Exercise aim: Resume the essay about living with dissociative identity disorder, writing on from its last sentence.

Text section:
⟨

Showtime’s new series about a woman living with multiple personalities, The United States of Tara, soon will be a hot topic of discussion. As someone who has been diagnosed with and lives with Dissociative Identity Disorder (DID) on a daily basis, I am thrilled to see a serious and also humorous dramatization of what living with DID is like, and I am looking forward to watching the plot develop. Showtime also provides links to credible and insightful websites relating to DID. I strongly recommend that anyone interested in this show explore these web sites with an open mind.
Dissociative identity disorder is not as rare as one would expect. Dr. Richard Kluft, the show’s psychiatric consultant, explains, “there are many DID patients that are so subtle and so disguised that their spouses, their co-workers, their friends don’t notice anything amiss for years and years and years and some are…over the top.” Tara is certainly “over the top.” Nonetheless Toni Collette’s portrayal of Tara accurately depicts the emotional experience of DID.
Most of us with DID do not have alters that appear as extreme as Tara’s. While our friends, family, or co-workers may find us moody and forgetful, rarely would they consider the possibility that we have DID/MPD. I prefer the term “multiple personality” to “dissociative identity disorder.” I tend to use the terms interchangeably, but for me, multiple feels right.
Every multiple has an intricate system connecting her alters, emotions, and awareness. Discovering how this system works is the challenge of recovery. Becoming aware of my various personalities has often been painful and occasionally paralyzing. On the other hand, DID has a positive side, one which I am having trouble letting go of.
Without a doubt I have accomplished a great deal because of — rather, in spite of — my ability to dissociate into various personalities. For example, I am fully capable of watching television, reading a book, and writing a lesson plan simultaneously. Throw in answering the nonstop questions of a toddler or five-year-old, and still, on a good day, I can do it all. Test me later on any of these activities and I will remember the details of them all — at least as long as I have access to the various parts of me who had participated.

⟩

Stored entries:
⟨

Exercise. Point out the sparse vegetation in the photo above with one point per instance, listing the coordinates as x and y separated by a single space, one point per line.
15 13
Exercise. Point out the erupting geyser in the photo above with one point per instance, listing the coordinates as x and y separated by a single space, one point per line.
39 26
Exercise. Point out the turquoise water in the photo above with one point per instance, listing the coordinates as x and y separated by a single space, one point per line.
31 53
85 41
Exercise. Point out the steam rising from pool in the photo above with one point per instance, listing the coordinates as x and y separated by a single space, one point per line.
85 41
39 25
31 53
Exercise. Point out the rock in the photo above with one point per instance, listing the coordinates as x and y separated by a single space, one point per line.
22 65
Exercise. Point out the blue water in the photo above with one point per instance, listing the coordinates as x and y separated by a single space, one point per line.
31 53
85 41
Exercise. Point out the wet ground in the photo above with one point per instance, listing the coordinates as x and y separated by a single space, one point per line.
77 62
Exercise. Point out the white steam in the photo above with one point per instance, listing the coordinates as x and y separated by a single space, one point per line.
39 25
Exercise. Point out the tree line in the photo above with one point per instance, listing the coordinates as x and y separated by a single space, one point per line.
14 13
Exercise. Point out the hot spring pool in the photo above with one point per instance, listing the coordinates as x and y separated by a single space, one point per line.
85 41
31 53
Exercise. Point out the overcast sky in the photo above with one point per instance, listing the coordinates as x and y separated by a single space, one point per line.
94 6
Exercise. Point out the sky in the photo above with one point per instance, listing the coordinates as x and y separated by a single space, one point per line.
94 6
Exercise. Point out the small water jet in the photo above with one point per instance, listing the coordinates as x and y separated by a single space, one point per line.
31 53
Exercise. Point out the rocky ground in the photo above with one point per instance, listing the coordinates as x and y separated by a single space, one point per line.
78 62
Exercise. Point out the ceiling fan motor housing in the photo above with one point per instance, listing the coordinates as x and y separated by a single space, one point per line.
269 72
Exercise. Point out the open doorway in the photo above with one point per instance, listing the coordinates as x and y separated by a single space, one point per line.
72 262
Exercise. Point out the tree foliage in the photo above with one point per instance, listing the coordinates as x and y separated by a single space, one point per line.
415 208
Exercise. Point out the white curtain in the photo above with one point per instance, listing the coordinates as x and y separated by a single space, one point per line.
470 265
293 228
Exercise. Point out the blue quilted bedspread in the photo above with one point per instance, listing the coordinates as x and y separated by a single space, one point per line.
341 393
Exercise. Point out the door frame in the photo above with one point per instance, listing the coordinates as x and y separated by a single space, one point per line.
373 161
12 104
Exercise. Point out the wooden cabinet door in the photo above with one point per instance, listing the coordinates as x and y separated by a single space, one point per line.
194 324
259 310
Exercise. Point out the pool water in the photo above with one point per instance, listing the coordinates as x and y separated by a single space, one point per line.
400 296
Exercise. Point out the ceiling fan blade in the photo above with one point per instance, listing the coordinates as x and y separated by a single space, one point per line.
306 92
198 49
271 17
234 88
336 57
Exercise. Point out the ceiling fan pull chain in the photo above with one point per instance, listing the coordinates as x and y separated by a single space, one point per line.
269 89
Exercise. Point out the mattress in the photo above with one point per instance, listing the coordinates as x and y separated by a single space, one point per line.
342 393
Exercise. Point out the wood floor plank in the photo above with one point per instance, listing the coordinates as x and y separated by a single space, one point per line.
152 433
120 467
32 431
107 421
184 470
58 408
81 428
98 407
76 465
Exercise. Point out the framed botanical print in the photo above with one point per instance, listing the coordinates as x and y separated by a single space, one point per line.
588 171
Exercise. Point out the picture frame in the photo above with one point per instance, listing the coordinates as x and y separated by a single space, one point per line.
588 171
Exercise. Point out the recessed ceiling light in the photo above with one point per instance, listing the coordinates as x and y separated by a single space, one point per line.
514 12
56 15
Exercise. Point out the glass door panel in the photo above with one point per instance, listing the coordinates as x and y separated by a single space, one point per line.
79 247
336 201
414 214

⟩

Task result:
About a year ago, someone I know (who has no idea I have DID) commented that it must be awfully strange to have multiple personalities and actually believe you are more than one person. The problem people with DID have, though, is not that they mistakenly believe they are more than one person, but that they literally have more than one “personality.” Because of the way DID rewires a person’s brain, it’s possible to suffer from the disorder for years and not even know it.
The Heart of Dissociative Identity Disorder
The heart of dissociative identity disorder lies not in personality, but in memory. DID is not an organic or chemical disorder but a creative coping mechanism that protects us from recalling trauma and terror experienced in the past. Unfortunately, this memory loss expands beyond just a particular incident or series of traumatic events.
A person with DID may find herself in the middle of a shopping mall with no idea how she got there. I remember finding clothes in my closet that I knew were not mine. I had definitely not bought them. Yet, they were my size. They were there. They certainly didn’t belong to my husband. That was terrifying. What if I had a brain tumor? Maybe it was early-onset Alzheimer’s? Maybe I was hallucinating? Or maybe I just forgot I bought them. Always I could convince myself I had just “forgotten” and then forget what I was so worried about. I would feel distracted and suddenly have to write or work out or watch TV or take a nap. Once I was accurately diagnosed and began to understand how my system worked, I understood that my memory gaps were the result of my “switching“ to different alters.